__Written problem__. Continue the text on hydraulic exercise equipment from the point where it stops.

__Extracted text__.
------

= Hydraulic exercise equipment =

Strength training equipment based on hydraulic cylinders

Hydraulic exercise equipment is a form of strength training equipment based on fluid dynamics to provide motion resistance by use of hydraulic cylinders. They can be used in a number of strength training programs, and are most often found in circuit training gyms.

Hydraulic circuit training machines were first developed for The Henley Corporation in the 1970s, and are now becoming an increasingly popular form of exercise.

The fundamental principles behind these designs are based on fluid dynamics: Force that is applied at one point is transmitted to another point using an incompressible fluid known as hydraulic oil.

------

Point-labeling records:
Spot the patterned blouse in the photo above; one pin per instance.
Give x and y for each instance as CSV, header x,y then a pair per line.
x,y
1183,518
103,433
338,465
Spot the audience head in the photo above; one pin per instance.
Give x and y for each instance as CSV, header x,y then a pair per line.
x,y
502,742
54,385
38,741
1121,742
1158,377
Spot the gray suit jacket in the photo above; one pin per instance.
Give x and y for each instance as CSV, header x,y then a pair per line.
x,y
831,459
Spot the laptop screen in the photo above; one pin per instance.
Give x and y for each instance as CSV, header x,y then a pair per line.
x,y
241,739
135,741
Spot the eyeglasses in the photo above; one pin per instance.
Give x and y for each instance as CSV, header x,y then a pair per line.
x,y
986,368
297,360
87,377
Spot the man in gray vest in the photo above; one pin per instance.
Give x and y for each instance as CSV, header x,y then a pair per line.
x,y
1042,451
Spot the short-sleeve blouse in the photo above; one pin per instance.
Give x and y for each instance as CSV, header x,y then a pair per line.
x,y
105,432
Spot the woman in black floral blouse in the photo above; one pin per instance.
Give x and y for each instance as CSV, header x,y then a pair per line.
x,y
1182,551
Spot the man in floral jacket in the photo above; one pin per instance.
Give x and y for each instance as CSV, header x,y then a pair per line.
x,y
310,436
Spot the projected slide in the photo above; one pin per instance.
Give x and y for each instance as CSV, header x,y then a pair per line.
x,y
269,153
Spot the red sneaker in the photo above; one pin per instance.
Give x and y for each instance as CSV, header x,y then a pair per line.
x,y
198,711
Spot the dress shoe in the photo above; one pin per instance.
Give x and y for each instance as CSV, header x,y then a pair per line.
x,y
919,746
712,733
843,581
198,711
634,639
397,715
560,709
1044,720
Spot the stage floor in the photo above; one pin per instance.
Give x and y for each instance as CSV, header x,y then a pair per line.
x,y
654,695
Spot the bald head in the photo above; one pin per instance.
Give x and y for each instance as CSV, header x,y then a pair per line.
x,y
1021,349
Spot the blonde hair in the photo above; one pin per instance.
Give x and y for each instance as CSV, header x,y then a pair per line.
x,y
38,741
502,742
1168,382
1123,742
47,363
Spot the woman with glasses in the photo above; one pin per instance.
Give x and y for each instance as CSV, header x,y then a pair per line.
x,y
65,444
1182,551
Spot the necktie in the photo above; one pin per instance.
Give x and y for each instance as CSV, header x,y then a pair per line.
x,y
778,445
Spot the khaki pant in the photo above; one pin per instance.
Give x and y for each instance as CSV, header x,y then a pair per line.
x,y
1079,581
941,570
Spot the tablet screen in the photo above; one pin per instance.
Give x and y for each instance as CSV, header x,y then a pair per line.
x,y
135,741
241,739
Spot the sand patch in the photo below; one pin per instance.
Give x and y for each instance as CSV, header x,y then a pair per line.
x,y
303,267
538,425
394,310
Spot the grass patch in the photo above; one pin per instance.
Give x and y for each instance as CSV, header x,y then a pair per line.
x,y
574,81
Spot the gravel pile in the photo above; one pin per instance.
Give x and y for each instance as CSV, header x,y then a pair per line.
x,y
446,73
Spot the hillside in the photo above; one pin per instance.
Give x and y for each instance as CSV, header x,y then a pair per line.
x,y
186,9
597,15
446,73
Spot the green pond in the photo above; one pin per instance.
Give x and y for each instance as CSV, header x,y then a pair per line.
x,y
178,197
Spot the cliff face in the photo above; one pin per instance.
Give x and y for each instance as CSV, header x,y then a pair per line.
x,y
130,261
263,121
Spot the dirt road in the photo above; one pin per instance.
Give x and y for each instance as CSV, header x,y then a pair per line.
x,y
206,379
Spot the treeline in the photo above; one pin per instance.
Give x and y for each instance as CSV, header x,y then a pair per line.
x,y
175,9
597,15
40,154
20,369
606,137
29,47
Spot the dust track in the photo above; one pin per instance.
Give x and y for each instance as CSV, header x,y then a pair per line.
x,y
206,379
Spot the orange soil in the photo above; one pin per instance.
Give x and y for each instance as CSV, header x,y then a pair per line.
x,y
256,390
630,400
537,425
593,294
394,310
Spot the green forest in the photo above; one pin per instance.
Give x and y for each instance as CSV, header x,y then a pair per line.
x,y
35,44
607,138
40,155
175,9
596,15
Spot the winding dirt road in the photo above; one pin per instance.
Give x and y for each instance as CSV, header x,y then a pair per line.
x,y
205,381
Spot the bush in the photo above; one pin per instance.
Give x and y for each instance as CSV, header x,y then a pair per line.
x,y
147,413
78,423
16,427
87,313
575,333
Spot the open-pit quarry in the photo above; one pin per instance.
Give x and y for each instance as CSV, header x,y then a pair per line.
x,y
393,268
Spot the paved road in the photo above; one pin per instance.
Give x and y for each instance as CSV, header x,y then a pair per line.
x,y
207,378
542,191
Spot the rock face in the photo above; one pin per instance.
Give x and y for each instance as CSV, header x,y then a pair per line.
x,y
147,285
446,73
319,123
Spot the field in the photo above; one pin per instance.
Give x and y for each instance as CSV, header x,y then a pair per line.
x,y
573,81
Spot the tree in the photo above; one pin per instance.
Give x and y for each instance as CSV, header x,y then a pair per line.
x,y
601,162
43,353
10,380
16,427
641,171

------

__Written answer__.
For circuit training applications, each piece of equipment is specifically designed for a given exercise. The effort is applied through the range of motion of the exercise acts on a lever against a piston which moves linearly within a hydraulic cylinder. The cylinder is filled with hydraulic oil which is displaced by the motion of the piston, and is allowed to flow to the opposite side of the piston through an adjustable orifice.

Resistance to the motion is determined by the amount of effort applied and the adjustment size of the orifice. This is a key feature of this design and allows the resistance to be adjusted to an individual's strength level.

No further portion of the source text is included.